Task instructions: Could you output each line below precisely as it stands, without the images?

Material for the task:
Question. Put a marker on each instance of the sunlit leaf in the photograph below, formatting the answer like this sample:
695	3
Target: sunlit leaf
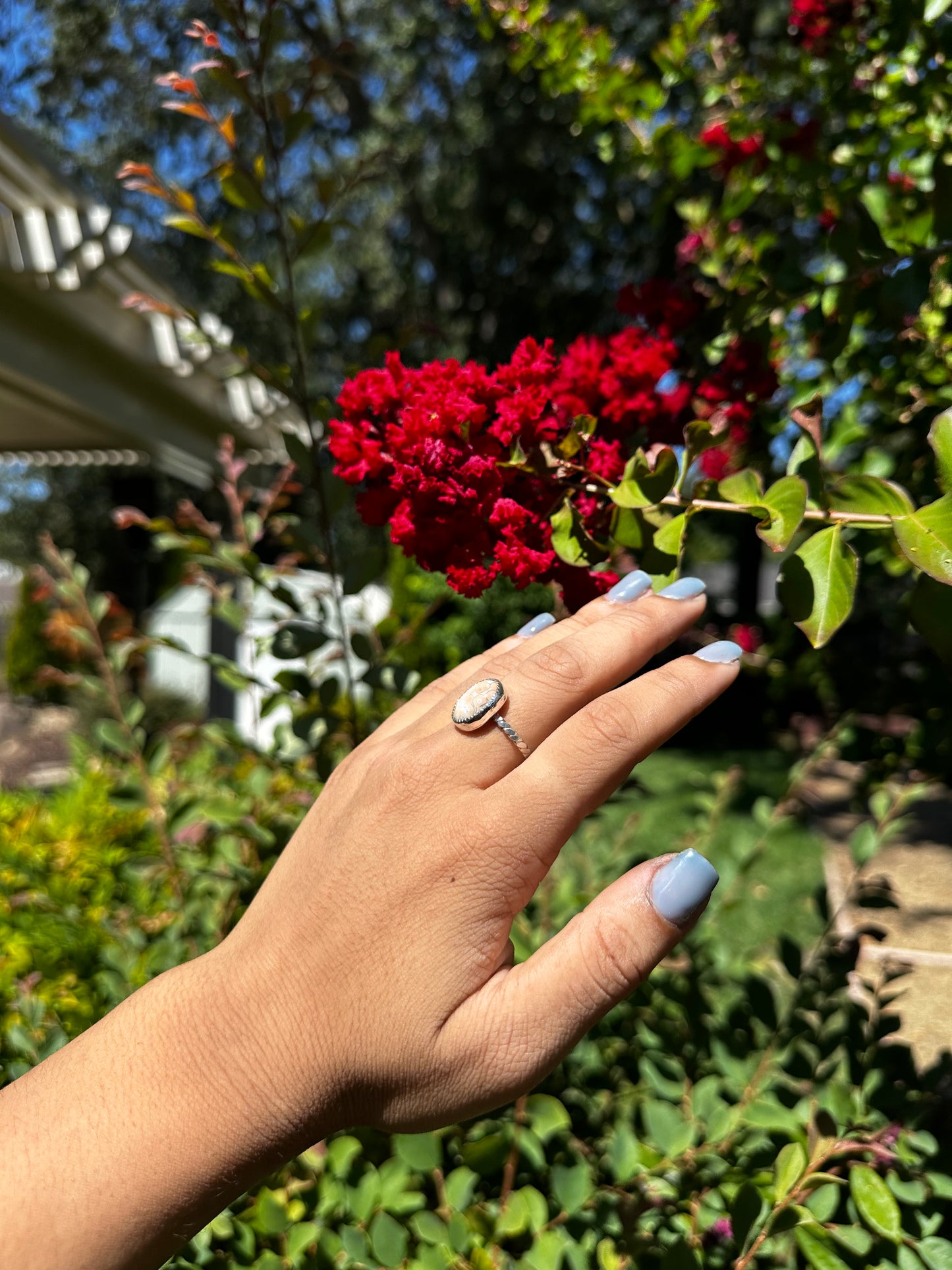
789	1169
785	502
875	1203
941	442
818	585
872	494
926	538
818	1254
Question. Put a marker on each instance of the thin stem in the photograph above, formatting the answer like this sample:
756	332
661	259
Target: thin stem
298	375
812	513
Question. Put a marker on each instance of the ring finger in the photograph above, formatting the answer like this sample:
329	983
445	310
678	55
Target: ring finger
553	676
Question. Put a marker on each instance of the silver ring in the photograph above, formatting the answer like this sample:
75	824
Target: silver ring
482	703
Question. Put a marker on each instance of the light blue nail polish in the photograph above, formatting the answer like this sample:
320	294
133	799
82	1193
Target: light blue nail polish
685	589
682	886
630	587
723	652
536	624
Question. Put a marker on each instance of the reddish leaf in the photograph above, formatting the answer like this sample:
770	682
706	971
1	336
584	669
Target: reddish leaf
194	108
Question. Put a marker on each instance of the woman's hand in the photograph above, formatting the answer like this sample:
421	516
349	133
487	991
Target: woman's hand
378	952
372	978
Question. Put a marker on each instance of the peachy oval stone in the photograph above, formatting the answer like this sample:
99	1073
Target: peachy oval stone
478	701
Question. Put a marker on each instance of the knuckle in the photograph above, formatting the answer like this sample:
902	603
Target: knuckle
607	968
677	685
611	723
561	664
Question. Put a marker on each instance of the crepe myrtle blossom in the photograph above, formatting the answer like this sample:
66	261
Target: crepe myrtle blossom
466	465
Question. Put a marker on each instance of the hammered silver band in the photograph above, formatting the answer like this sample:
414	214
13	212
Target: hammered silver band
507	728
482	703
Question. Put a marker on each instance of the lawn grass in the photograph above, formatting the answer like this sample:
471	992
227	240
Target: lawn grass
720	804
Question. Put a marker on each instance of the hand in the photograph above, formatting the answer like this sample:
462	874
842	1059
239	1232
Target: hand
378	953
372	978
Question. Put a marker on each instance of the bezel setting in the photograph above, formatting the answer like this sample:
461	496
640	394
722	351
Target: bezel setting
480	701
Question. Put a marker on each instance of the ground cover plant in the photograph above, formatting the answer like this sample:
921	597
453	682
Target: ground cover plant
782	365
739	1109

Written response:
Question. Put a marker on each instance of the sunlit leaf in the photograph below, formatting the answer like this sample:
695	3
Target: sunlit leaf
789	1169
785	502
875	1203
941	442
818	585
872	494
926	538
818	1254
Question. Put a marker on each instance of the thin stem in the photograph above, formatting the answer like this sample:
756	332
661	259
Target: thin stem
298	375
812	513
Question. Put a marker on each instance of the ring finger in the photograph above, formatting the answer like this sample:
329	983
445	310
678	55
Target: ring finger
553	676
Question. Put a marker on each instance of the silver ring in the photograph above, formatting the answer like this sample:
75	824
Target: silver ring
482	703
Question. Put a marker on each instance of the light blue nail polish in the photograph above, formatting the answer like this sample:
320	294
133	799
82	1193
Target: light blue nail polish
685	589
682	886
630	587
723	652
536	624
Question. Put a marker on each instance of the reddish leaf in the photograph above, formatting the answer like this sample:
770	682
706	971
1	336
584	669
Target: reddish leaf
194	108
Question. Put a marker on each instance of the woman's hand in the photograph above, formatting the answer like this sample:
421	516
349	133
487	991
Target: woman's hand
378	952
372	978
Question. Put a marker on each instance of the peachy oval stone in the photograph above, formatting the answer like this sample:
99	1073
Target: peachy oval stone
478	701
Question. Put a marker on each instance of the knuckle in the photograph above, formatting the answer like this sample:
902	603
Target: knuckle
607	968
677	685
611	723
561	664
Question. Put a marker on each instance of the crepe myrtle blossom in the photograph above, formatting the answer like this sample:
66	261
Target: crepe myrtle blossom
466	465
Question. Put a marker on each instance of the hammered silver band in the photograph above, formatting the answer like this sample:
414	214
13	212
Target: hammered silver band
507	728
482	703
Question. Put a marker on each instance of the lawn grass in the photograph above, formatting the answer like this sample:
471	992
227	240
Target: lawn grass
720	804
Question. Put a marker on each instance of the hand in the photograph above, formatting the answer like this sample:
462	874
842	1059
239	1232
Target: hand
378	953
372	978
Question. Put a marker on each instance of the bezel setting in the photograph above, formatting the answer like this sample:
461	496
640	394
722	351
Target: bezel setting
480	701
Question. Put a marker on each instance of the ground cover plant in the photograph above, formatting the answer like this sample:
921	597
453	682
Target: ground cover plant
782	365
739	1109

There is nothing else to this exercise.